> Supplied information:
################
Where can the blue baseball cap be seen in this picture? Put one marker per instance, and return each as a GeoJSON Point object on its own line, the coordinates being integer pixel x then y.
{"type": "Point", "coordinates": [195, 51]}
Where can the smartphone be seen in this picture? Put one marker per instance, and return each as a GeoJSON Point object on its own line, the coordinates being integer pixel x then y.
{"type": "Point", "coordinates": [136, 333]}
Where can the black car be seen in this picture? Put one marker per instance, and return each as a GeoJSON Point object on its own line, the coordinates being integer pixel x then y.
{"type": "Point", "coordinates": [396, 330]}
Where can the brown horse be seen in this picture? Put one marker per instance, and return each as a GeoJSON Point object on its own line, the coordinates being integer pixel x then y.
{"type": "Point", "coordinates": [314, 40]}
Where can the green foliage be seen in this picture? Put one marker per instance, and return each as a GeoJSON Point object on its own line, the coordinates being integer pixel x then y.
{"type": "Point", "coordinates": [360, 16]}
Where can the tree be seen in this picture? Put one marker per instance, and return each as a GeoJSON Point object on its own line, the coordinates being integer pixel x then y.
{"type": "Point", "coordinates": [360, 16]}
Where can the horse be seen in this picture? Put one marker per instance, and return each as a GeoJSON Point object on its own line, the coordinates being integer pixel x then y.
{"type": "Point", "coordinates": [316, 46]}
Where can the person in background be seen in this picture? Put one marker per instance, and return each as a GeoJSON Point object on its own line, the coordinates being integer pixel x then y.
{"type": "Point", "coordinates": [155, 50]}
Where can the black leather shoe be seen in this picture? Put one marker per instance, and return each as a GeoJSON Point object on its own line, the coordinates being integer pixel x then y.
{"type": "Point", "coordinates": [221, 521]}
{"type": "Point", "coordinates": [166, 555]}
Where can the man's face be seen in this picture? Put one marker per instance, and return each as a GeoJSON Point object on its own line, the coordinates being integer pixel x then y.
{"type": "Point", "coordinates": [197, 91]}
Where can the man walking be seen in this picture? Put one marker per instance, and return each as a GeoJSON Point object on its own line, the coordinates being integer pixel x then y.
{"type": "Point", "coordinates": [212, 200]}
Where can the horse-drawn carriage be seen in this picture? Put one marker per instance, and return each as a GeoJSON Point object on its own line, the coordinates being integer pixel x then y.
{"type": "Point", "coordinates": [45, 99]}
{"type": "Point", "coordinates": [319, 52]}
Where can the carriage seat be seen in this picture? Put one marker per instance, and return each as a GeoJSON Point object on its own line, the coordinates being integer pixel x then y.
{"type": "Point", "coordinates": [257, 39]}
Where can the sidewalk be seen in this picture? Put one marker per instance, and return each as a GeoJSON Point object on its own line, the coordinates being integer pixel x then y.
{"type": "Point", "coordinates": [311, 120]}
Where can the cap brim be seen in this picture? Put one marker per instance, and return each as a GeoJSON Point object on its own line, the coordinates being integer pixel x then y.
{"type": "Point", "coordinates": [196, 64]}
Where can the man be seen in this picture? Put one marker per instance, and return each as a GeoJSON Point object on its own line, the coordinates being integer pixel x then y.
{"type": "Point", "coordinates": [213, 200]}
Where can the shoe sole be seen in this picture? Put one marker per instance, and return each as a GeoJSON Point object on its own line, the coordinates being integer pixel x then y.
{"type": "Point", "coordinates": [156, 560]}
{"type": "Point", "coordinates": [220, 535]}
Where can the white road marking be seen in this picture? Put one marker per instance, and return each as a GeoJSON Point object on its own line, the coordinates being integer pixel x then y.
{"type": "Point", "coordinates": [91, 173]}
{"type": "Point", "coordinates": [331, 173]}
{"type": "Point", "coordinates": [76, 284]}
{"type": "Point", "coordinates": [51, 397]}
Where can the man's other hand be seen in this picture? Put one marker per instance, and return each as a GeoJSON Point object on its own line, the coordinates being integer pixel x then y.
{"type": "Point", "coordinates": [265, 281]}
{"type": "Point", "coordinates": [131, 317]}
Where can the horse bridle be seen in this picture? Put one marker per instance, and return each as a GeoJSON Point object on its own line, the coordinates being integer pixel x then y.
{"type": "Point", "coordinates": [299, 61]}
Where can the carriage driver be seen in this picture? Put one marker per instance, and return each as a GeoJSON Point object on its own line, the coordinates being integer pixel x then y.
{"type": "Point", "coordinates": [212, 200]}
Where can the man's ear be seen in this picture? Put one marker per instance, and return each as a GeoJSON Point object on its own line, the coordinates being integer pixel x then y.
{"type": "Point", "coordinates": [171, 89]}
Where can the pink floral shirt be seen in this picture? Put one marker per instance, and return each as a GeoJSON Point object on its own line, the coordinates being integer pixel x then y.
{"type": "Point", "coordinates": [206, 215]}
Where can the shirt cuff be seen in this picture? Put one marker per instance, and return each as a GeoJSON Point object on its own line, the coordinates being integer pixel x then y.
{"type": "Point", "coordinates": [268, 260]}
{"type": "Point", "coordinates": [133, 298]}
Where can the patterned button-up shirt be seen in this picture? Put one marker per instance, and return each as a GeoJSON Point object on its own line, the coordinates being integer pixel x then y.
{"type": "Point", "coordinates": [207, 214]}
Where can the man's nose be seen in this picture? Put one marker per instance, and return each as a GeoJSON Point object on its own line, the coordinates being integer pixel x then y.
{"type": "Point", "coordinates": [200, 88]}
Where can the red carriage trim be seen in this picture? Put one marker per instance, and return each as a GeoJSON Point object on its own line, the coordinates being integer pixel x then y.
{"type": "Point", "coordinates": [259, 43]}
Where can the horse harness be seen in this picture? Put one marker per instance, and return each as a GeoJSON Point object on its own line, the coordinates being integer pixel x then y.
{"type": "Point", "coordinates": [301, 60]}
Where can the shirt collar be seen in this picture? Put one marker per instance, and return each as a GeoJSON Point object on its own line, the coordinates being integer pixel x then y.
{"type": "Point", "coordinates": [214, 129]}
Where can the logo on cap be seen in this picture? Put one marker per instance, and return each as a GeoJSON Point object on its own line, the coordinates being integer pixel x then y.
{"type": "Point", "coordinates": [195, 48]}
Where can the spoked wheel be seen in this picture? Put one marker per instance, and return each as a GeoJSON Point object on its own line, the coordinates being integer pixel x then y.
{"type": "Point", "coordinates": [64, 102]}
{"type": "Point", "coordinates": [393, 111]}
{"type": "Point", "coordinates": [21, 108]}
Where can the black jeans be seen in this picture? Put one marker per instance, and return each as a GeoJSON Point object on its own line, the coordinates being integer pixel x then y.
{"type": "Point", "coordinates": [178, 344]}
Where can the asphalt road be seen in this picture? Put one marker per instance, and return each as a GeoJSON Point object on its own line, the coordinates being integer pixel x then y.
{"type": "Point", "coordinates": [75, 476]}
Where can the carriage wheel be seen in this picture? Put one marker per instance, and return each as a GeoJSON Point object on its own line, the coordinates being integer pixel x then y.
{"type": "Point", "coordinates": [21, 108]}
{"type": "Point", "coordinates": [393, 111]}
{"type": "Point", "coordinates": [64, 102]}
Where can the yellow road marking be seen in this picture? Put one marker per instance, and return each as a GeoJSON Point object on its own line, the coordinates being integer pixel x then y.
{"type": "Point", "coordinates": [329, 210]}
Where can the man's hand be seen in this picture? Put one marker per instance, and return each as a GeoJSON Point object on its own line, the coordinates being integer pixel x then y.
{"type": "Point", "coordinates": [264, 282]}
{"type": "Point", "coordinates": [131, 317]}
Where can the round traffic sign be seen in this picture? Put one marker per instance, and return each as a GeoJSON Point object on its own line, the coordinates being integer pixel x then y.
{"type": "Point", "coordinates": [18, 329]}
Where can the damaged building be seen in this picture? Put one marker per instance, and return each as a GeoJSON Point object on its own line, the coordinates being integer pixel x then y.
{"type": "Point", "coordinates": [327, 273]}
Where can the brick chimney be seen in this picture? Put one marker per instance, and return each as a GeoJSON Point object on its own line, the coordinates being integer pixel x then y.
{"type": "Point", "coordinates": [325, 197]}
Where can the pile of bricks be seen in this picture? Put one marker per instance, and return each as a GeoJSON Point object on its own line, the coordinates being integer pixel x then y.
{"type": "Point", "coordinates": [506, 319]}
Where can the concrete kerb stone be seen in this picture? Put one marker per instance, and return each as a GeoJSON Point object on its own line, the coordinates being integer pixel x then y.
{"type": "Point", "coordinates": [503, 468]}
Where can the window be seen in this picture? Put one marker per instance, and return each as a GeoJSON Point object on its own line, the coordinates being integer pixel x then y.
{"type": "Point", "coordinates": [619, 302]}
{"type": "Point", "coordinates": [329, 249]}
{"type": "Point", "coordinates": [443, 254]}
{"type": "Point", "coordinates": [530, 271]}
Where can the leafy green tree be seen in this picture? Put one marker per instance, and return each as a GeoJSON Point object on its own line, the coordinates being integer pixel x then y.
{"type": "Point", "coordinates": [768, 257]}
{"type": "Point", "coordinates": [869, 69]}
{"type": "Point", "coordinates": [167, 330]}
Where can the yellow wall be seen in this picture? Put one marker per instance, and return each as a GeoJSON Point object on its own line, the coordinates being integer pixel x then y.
################
> Short task: Output the line that contains "Where can the leafy", followed by every later line in the listing, with no line omitted and none added.

> Response below:
Where can the leafy green tree be seen in this picture? Put one marker per instance, and return each as a GeoJSON Point object on its own line, the coordinates being integer pixel x then y.
{"type": "Point", "coordinates": [768, 257]}
{"type": "Point", "coordinates": [869, 69]}
{"type": "Point", "coordinates": [167, 330]}
Where can the yellow wall be seen in this picture? Put one marker per instance, and return each as a GeoJSON Point object on its own line, the coordinates being integer pixel x then y.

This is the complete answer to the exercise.